--- Task instructions ---
Reproduce word for word the passage of the post about the Armstrong Williams payments, starting at "Needless to say, Williams'" and ending at "again with this.".

--- Text excerpt ---
....
Sunday, January 09, 2005

Ethics, Anyone? 

The news from late last week was disturbing on the PR front. USA Today reported that the US Department of Education had paid commentator and columnist, Armstrong Williams, $240,000 to promote the No Child Left Behind Law(NCLB) , a favorite of the Bush Administration. The money was for Williams to bring up the law regularly on his radio broadcasts, as well as to interview the Secretary of Education, Rod Paige for TV and radio spots that aired during 2004.

The disturbing part of the news was that Ketchum Public Relations was hauled in as part of the contract to use Williams' contacts with a group of black broadcast journalists to get them to talk up the NCLB law as well. Williams did just that. Here's the problem. Williams never disclosed his contract to his audiences, although he maintains that he told his colleagues about it. If Ketchum disclosed what was happening, no one seems to know that. Now, in my memory, the Public Relations Society of America in its principles calls for transparency in these kinds of relationships.

Needless to say, Williams' colleagues in the journalism world were unhappy about these monetary arrangements even though Williams says he believes in the law and would have promoted it anyway.

It is hard to say how Ketchum comes out in all of this. Apparently Williams was part of a $1 million contract with Ketchum to make Video News Releases about NCLB with Williams the featured person. The Bush administration already got into trouble for doing VNRs about Medicare, so it is certain to get into trouble again with this.

Perhaps no one had an ethical lapse in the end, but it does make a case for transparency to maintain credibility.
....
--- Records excerpted from a collection ---
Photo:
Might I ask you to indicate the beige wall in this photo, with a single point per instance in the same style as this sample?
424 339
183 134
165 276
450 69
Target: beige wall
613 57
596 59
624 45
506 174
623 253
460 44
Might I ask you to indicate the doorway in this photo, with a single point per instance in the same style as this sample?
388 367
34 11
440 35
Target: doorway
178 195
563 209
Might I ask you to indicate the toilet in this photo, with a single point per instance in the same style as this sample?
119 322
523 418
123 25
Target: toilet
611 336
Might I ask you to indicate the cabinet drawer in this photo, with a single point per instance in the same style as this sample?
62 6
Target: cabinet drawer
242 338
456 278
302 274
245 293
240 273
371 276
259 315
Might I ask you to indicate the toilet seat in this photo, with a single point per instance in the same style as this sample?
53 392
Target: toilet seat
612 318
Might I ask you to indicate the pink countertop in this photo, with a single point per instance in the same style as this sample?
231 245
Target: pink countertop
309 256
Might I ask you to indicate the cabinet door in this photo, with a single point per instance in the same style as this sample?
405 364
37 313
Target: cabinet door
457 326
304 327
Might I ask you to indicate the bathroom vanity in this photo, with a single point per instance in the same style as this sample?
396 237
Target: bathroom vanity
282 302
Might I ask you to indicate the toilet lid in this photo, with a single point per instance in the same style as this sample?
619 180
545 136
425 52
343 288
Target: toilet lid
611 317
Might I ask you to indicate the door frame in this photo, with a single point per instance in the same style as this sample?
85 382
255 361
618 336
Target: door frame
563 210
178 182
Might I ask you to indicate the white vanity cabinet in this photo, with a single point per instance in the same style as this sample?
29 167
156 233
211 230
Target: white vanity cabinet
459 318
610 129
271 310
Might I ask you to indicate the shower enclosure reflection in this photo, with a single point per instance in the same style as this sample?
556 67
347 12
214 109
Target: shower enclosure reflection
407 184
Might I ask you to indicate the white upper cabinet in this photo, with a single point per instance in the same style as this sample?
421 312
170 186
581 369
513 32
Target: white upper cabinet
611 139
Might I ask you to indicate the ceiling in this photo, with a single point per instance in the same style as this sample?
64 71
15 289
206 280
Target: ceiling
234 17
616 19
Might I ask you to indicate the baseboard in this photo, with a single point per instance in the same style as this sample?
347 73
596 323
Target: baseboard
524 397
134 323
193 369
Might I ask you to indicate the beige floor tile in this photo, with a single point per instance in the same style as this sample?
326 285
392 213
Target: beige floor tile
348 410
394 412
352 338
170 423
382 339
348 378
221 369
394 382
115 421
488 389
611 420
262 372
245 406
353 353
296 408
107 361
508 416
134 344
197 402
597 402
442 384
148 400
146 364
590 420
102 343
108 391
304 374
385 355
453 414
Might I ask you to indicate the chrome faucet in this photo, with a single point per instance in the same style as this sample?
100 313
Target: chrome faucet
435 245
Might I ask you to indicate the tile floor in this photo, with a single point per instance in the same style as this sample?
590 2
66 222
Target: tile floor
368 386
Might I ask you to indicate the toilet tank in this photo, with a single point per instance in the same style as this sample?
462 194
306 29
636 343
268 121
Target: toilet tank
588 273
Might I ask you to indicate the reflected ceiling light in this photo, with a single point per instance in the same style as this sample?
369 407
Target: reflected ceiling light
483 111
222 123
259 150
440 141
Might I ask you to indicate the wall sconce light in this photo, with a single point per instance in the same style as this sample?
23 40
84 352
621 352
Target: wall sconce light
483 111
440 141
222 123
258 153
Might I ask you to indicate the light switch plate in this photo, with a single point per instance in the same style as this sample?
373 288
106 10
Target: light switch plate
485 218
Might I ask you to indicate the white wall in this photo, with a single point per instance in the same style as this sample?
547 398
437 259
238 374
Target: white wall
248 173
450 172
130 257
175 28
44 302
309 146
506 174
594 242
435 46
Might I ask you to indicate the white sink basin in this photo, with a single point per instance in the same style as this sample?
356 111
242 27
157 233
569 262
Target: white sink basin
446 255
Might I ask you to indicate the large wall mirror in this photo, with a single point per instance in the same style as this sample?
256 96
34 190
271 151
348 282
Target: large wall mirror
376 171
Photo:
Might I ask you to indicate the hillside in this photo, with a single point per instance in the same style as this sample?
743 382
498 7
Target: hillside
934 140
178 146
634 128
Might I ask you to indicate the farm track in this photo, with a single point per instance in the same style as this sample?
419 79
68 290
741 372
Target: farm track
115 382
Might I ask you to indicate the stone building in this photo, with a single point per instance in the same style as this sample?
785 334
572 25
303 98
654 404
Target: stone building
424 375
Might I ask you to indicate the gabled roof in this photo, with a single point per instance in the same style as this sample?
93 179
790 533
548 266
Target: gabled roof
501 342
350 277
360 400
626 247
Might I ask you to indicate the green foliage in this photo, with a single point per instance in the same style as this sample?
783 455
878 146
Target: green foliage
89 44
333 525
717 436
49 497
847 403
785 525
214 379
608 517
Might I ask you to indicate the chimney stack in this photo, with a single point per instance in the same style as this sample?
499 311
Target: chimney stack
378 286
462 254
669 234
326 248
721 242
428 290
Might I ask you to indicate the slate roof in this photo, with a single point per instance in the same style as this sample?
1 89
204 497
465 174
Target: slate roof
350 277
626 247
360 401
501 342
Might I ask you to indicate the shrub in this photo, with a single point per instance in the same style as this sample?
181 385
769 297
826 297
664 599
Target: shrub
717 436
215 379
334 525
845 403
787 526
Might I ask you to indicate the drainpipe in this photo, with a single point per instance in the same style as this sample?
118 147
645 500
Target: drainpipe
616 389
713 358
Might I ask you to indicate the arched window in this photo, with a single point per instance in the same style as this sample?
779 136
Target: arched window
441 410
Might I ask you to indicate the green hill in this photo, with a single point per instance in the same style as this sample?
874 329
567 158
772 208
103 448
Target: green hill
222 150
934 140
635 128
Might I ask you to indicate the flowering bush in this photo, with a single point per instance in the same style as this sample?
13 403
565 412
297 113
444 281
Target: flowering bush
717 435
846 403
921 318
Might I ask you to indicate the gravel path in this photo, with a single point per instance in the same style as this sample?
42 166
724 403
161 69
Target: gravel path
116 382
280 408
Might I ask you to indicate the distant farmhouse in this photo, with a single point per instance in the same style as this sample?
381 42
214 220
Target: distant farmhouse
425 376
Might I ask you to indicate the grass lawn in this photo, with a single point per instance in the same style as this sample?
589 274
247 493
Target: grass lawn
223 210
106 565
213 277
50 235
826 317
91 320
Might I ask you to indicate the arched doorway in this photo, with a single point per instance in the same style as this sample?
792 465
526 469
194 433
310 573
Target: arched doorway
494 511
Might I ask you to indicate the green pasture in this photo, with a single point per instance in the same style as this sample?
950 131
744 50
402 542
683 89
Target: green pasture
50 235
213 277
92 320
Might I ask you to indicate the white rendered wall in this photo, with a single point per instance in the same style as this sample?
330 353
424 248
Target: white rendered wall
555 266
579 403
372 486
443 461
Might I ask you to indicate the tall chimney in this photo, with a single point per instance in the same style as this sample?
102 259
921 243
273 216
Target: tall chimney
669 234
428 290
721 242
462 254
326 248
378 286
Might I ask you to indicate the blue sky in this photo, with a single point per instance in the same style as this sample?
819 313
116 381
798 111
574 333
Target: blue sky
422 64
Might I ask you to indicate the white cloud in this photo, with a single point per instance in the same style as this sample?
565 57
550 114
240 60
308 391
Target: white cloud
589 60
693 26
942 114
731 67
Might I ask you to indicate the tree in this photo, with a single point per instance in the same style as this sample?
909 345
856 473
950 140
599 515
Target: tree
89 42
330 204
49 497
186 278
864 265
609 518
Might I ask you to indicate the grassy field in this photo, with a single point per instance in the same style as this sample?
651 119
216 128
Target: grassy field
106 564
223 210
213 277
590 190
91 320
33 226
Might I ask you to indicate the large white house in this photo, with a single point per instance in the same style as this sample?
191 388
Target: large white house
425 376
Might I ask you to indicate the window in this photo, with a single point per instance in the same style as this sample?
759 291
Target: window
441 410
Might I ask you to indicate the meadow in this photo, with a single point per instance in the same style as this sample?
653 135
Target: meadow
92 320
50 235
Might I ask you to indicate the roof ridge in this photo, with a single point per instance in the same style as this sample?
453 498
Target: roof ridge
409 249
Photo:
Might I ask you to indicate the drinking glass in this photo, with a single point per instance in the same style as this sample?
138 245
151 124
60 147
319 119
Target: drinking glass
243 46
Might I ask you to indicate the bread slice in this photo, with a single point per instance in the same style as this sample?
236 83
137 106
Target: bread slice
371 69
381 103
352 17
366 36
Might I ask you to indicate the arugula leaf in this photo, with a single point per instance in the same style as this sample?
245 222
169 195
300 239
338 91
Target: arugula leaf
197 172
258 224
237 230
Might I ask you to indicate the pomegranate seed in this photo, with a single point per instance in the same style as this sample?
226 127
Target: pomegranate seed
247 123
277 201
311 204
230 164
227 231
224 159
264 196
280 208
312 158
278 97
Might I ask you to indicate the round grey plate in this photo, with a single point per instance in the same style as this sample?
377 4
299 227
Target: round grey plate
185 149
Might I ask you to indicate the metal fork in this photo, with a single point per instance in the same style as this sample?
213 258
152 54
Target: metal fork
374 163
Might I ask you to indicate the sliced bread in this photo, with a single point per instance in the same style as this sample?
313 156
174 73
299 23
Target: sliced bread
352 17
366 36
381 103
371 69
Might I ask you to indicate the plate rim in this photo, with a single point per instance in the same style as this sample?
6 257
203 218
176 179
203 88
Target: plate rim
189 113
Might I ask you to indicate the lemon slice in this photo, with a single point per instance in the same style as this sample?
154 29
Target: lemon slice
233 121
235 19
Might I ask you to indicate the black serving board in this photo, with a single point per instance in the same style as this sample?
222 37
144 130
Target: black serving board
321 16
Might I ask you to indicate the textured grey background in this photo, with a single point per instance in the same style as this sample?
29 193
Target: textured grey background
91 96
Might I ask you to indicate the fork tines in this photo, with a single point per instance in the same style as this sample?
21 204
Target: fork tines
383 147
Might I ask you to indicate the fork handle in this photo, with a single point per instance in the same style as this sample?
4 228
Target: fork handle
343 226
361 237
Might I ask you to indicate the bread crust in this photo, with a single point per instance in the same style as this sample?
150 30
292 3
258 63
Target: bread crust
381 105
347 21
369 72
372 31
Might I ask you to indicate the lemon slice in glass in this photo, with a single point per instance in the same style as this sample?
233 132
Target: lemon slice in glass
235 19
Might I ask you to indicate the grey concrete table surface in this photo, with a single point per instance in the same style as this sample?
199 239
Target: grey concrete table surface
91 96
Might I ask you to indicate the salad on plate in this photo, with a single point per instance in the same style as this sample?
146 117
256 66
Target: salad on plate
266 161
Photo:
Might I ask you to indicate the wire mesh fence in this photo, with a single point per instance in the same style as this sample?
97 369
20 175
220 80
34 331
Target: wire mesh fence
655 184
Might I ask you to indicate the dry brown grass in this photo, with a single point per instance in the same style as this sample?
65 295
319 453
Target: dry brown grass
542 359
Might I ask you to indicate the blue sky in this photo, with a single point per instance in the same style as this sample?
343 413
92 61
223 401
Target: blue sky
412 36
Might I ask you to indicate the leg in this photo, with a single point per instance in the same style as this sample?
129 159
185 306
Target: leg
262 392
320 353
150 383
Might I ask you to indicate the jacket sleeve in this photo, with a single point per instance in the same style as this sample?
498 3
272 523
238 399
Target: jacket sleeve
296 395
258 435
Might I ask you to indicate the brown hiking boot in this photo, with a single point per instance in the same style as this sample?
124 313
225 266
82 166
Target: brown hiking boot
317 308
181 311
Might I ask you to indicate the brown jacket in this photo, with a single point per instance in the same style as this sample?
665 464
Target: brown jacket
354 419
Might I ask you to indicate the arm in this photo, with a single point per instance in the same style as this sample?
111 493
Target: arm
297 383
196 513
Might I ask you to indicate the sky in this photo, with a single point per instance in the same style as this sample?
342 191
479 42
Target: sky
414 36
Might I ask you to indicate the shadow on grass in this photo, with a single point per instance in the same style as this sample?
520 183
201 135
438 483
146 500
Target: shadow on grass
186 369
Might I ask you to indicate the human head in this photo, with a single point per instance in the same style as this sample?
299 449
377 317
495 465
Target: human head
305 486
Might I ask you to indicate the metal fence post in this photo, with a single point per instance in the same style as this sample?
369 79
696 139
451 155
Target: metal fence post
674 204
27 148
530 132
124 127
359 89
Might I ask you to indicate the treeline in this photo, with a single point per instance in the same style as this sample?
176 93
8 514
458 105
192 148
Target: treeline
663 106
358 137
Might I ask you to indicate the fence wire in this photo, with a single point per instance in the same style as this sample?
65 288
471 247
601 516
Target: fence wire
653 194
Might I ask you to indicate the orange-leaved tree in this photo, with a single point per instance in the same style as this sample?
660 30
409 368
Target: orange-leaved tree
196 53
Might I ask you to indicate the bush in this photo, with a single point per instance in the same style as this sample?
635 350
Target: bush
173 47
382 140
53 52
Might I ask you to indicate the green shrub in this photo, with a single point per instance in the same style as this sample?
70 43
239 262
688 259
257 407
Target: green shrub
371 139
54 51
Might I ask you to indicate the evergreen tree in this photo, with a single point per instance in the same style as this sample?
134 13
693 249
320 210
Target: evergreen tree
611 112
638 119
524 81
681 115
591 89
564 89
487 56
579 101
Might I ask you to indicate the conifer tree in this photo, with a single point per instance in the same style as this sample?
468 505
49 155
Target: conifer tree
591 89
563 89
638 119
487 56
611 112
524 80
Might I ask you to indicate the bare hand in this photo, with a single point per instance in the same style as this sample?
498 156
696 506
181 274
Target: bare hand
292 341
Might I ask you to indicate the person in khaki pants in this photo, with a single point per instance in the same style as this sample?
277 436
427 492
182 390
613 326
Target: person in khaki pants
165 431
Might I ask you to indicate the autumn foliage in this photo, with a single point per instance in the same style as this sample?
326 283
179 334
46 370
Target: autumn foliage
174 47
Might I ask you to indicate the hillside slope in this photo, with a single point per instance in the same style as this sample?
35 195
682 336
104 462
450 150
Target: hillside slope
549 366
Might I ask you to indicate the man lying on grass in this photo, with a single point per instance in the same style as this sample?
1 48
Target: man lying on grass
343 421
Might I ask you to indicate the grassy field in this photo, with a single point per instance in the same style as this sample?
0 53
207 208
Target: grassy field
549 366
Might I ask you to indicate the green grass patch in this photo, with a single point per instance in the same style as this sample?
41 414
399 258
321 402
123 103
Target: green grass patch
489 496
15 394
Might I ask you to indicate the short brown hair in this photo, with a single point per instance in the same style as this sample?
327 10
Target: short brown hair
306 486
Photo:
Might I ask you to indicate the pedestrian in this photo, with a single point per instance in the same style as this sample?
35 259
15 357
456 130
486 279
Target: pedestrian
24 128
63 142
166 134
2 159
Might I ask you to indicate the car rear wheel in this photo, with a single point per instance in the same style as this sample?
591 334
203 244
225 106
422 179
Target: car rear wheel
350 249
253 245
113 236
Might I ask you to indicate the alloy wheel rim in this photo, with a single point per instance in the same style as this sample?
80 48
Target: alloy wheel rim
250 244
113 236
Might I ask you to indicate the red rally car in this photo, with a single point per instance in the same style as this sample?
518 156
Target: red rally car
....
--- Completed exercise ---
Needless to say, Williams' colleagues in the journalism world were unhappy about these monetary arrangements even though Williams says he believes in the law and would have promoted it anyway.

It is hard to say how Ketchum comes out in all of this. Apparently Williams was part of a $1 million contract with Ketchum to make Video News Releases about NCLB with Williams the featured person. The Bush administration already got into trouble for doing VNRs about Medicare, so it is certain to get into trouble again with this.